**Directions**
Your task is to write out exactly the lines from the line containing "white baking dish." through the end of the records, inclusive at both ends.

**Provided records**
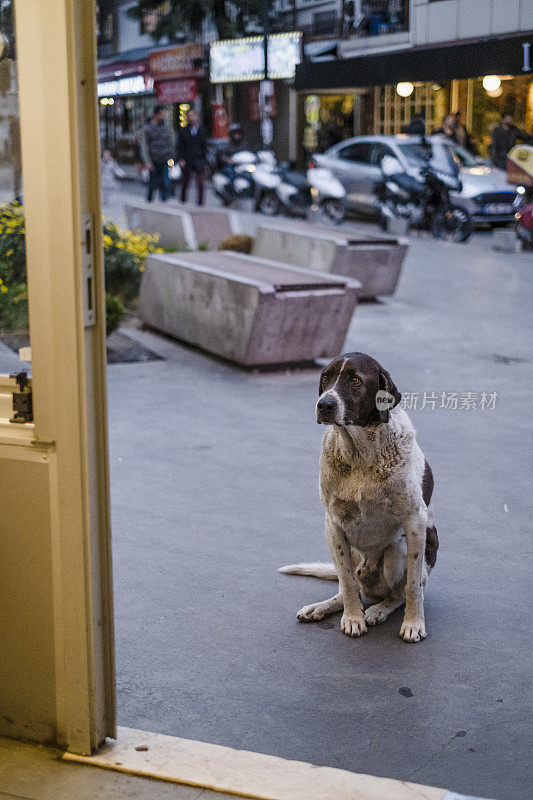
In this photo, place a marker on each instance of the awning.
(510, 55)
(321, 51)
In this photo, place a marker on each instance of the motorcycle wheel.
(454, 225)
(268, 204)
(333, 210)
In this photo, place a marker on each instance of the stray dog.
(376, 487)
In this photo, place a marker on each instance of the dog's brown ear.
(387, 384)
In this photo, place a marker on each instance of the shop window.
(392, 112)
(14, 327)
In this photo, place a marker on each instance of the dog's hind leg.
(316, 611)
(394, 571)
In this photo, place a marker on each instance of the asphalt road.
(214, 485)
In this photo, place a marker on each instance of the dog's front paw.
(313, 612)
(353, 625)
(413, 630)
(376, 614)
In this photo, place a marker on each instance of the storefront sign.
(233, 60)
(526, 46)
(177, 62)
(136, 84)
(184, 90)
(254, 102)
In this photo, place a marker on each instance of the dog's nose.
(326, 405)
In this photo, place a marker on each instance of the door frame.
(56, 57)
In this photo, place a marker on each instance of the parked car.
(356, 163)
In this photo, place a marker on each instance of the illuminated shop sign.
(233, 60)
(137, 84)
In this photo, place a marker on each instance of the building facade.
(439, 50)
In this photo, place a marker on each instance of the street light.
(405, 88)
(491, 83)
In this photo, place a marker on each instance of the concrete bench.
(245, 309)
(183, 228)
(375, 262)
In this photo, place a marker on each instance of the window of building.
(392, 112)
(150, 19)
(324, 23)
(376, 17)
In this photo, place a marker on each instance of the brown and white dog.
(376, 487)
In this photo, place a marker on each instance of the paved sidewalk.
(32, 772)
(214, 485)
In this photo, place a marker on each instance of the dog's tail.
(315, 569)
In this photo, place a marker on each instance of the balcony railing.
(361, 18)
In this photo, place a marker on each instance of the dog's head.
(355, 390)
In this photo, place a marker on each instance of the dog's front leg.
(353, 621)
(413, 627)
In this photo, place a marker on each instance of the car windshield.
(462, 157)
(418, 152)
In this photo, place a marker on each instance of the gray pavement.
(214, 485)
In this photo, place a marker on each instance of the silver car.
(356, 162)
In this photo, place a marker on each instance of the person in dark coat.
(462, 136)
(157, 147)
(504, 137)
(192, 148)
(417, 125)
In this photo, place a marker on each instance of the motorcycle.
(424, 200)
(282, 188)
(519, 169)
(235, 182)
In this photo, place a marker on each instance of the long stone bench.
(375, 262)
(245, 309)
(183, 228)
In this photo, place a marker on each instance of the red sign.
(176, 62)
(184, 90)
(220, 121)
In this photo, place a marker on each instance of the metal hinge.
(23, 399)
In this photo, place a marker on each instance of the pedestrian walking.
(461, 135)
(447, 128)
(157, 147)
(504, 137)
(192, 149)
(417, 125)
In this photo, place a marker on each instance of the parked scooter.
(235, 181)
(281, 188)
(520, 173)
(424, 200)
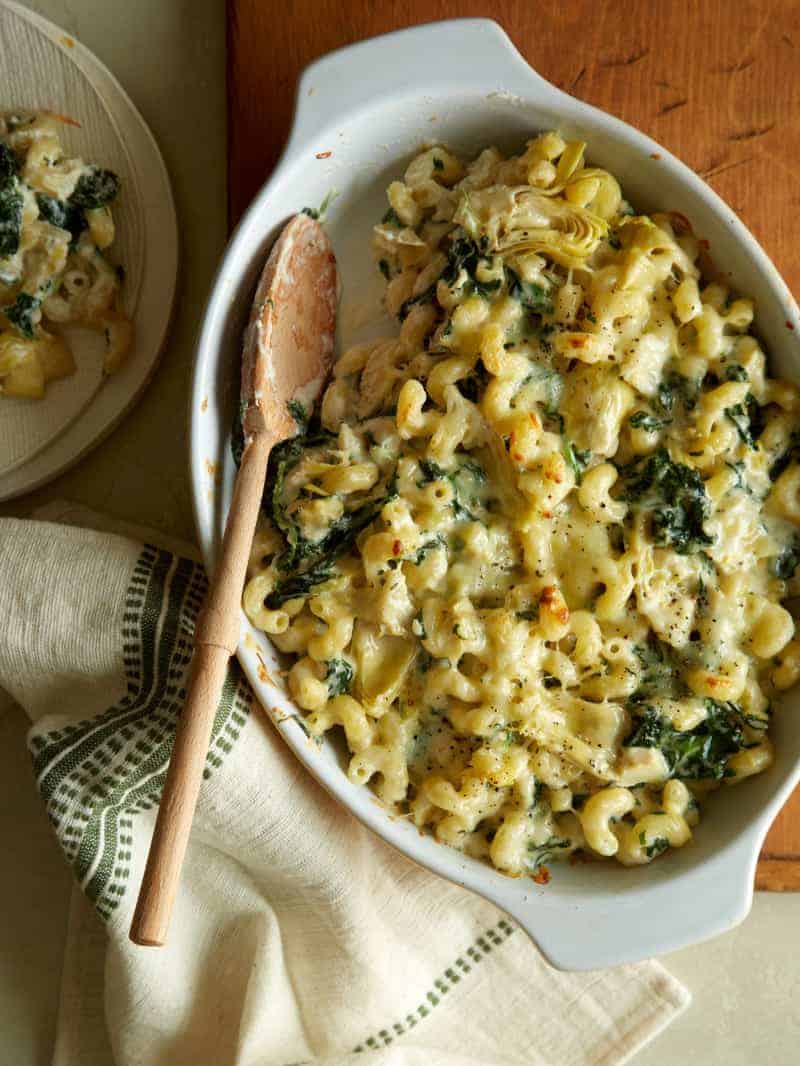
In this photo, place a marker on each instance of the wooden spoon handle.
(216, 640)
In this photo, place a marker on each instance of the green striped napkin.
(297, 936)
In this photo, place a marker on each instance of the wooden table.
(715, 81)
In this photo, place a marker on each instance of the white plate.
(43, 67)
(362, 114)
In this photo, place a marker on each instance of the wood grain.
(715, 82)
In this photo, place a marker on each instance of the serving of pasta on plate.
(531, 552)
(56, 226)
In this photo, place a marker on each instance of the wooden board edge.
(778, 875)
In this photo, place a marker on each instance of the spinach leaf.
(338, 676)
(464, 495)
(790, 455)
(11, 217)
(699, 753)
(475, 384)
(749, 420)
(541, 854)
(532, 296)
(422, 297)
(21, 311)
(62, 213)
(676, 389)
(298, 412)
(462, 254)
(424, 549)
(300, 584)
(657, 848)
(95, 188)
(577, 459)
(322, 554)
(676, 497)
(643, 420)
(735, 372)
(9, 165)
(783, 566)
(660, 676)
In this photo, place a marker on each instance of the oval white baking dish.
(362, 112)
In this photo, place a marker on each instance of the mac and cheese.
(531, 552)
(56, 225)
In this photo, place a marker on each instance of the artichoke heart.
(526, 220)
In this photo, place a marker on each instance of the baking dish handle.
(475, 52)
(707, 900)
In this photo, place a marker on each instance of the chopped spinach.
(298, 412)
(475, 384)
(790, 455)
(463, 494)
(338, 677)
(485, 289)
(532, 296)
(783, 566)
(676, 389)
(735, 372)
(540, 854)
(699, 753)
(61, 213)
(21, 311)
(462, 254)
(316, 558)
(657, 848)
(96, 188)
(422, 297)
(749, 420)
(660, 676)
(577, 458)
(675, 495)
(9, 164)
(643, 420)
(11, 216)
(424, 549)
(300, 584)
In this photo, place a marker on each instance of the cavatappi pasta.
(56, 225)
(530, 553)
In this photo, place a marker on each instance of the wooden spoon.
(288, 352)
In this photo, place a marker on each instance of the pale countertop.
(170, 58)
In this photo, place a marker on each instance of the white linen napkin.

**The solution**
In this photo, place a marker on each instance of the oval white baking dish.
(362, 112)
In this photo, place a marker on each instance of the mac and cheese.
(531, 552)
(56, 225)
In this photo, place a marker on each instance of the artichoke heart.
(526, 220)
In this photo, place a marker on each instance of the baking dish handle.
(475, 52)
(707, 900)
In this photo, place a marker on each instance of the chopped spinach.
(298, 412)
(475, 384)
(790, 455)
(463, 494)
(338, 677)
(485, 289)
(532, 296)
(783, 566)
(676, 389)
(735, 372)
(540, 854)
(699, 753)
(61, 213)
(21, 311)
(462, 254)
(316, 558)
(657, 848)
(96, 188)
(422, 297)
(749, 420)
(660, 676)
(577, 458)
(675, 495)
(9, 164)
(643, 420)
(11, 216)
(424, 549)
(300, 584)
In this photo, place a marker on each instance of the cavatappi pasta.
(56, 225)
(530, 553)
In this photo, place a marker on each instance of the wooden spoon.
(288, 352)
In this photo, place a marker on each instance of the pale countertop.
(170, 58)
In this photo, place a marker on each instance of the white linen napkin.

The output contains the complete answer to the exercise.